To achieve it I added in redis (like jobs and running keys) "ready", "locked", "dead", "failed", "done"

I'm a big fan of Sidekiq (and also Faktory)

And I will be very happy with something like

In the "main"

def myfunc(x, y):
    print(x, y)

scheduler = Scheduler(...)
# register myfunc as a valid callable to avoid pickle on func
scheduler.register('myfunc', myfunc)
scheduler.start()

Then in code

# note that myfunc is in string
job = scheduler.queue('myfunc', kwargs={"x": 1, "y": 2})
print(job.status) # ready - no one process it
...
print(job.status) # pending - someone process it
...
print(job.status) # done - success

Why not Celery ?

I don't wan't to setup full celery/flower stuffs, my tasks are simple and I'm a bit lazy to repackage an entire app or split into small libs some line of codes just to allow celery running my code (and also split config, creds etc) I prefer using celery when necessary.

Don't know if I'm clear (not native english)

agronholm commented 3 years ago

@ahmet2mir APScheduler 4.0 already has the proper synchronization mechanisms in place.

What's still missing is the synchronous API. I've come to a realization that I cannot simply copy the async API and remove the async keywords because cancellation isn't going to work with the sync API, and AnyIO's BlockingPortal mechanism (as it is currently) is inadequate for cases where you need to start background tasks. I must address this issue first and then come back to finish the basic APScheduler 4.0 API.

agronholm commented 3 years ago

While 4.0 is being worked on, I've gone back to the 3.x branch for a bit and fixed a number of bugs and other annoyances.

*WHAT YOU HAVE TO DO*:
Answer these questions about the APScheduler thread above:
1. What key names did the first commenter add in redis?
2. According to agronholm, what is still missing from APScheduler 4.0?
3. Which branch did agronholm go back to while 4.0 is being worked on?

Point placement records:
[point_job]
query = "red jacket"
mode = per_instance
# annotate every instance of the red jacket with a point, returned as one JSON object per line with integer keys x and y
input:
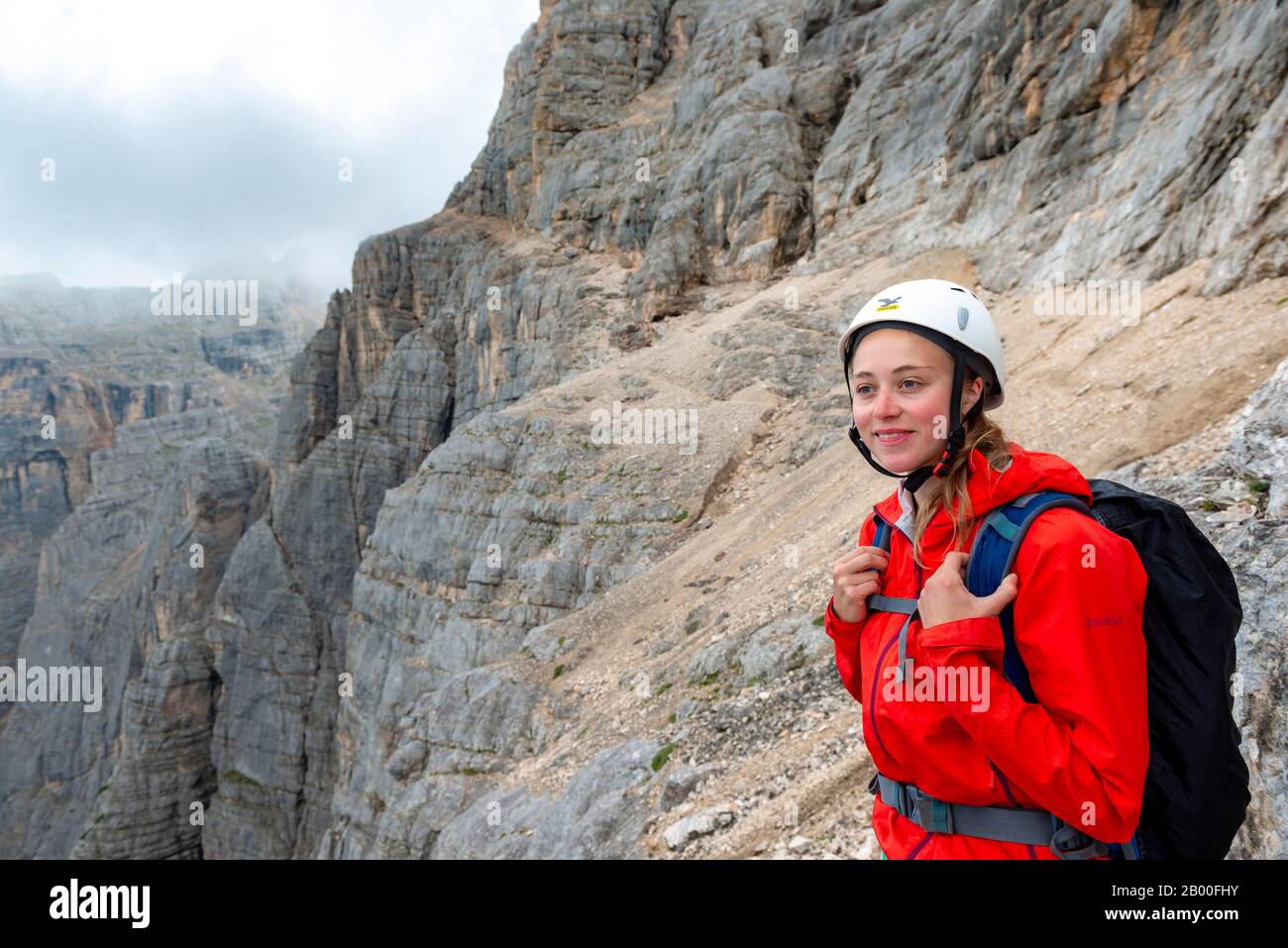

*SOLUTION*:
1. "ready", "locked", "dead", "failed" and "done"
2. The synchronous API
3. The 3.x branch